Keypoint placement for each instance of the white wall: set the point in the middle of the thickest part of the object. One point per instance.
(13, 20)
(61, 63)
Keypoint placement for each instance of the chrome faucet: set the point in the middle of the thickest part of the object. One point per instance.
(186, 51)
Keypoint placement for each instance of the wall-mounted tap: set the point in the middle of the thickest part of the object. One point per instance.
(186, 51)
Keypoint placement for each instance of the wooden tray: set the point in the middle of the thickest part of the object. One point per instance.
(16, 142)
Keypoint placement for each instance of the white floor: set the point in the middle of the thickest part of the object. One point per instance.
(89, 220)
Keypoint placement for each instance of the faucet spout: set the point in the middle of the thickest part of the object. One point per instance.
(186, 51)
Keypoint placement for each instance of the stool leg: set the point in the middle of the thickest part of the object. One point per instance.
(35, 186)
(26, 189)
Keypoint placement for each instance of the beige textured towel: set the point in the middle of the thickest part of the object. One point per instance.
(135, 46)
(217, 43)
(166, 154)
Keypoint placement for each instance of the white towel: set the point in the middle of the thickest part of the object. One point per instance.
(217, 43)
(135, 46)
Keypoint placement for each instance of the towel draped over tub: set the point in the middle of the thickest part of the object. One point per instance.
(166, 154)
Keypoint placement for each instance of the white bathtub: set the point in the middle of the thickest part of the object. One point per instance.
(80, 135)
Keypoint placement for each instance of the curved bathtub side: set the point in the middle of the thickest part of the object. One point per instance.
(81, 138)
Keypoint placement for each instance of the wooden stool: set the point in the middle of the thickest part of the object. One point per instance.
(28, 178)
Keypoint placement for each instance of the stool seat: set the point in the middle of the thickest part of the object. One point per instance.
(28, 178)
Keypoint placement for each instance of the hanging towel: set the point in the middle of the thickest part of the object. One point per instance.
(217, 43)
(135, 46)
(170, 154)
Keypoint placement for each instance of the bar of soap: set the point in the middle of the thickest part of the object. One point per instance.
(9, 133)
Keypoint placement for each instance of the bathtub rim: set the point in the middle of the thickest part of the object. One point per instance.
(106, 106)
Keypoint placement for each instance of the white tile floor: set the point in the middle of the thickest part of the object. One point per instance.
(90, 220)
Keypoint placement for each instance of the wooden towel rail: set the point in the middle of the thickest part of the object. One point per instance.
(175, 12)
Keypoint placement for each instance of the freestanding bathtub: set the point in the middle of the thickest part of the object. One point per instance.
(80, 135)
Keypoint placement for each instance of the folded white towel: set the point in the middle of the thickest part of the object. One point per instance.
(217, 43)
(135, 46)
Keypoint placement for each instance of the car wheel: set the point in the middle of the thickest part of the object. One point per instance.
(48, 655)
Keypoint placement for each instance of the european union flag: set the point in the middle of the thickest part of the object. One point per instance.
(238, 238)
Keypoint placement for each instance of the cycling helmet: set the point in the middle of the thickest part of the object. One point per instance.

EXERCISE BRIEF:
Start at the line containing "Keypoint placement for each instance of the bathtub" and print each line exactly until the listing ends, keeping the final line too.

THE COMPLETED TASK:
Keypoint placement for each instance of the bathtub rim: set the point in the middle of the thickest part of the object. One point per instance.
(106, 106)
Keypoint placement for each instance of the white tile floor: set the point in the middle of the thickest part of the object. One point per instance.
(90, 220)
Keypoint placement for each instance of the wooden towel rail: set the point in the middle of the thickest part of the object. One point per instance.
(175, 12)
Keypoint placement for each instance of the freestanding bathtub: set the point in the middle of the thickest part of the object. One point per instance.
(80, 135)
Keypoint placement for each instance of the folded white towel: set the point in the middle of the thickest part of the object. One point per instance.
(217, 43)
(135, 46)
Keypoint placement for each instance of the car wheel: set the point in the middle of the thickest part of the object. One point per instance.
(48, 655)
Keypoint placement for each instance of the european union flag: set the point in the middle of the thickest part of the object. One point per instance.
(238, 238)
Keypoint placement for each instance of the cycling helmet: set the point in the middle of the thickest part of the object. One point per instance.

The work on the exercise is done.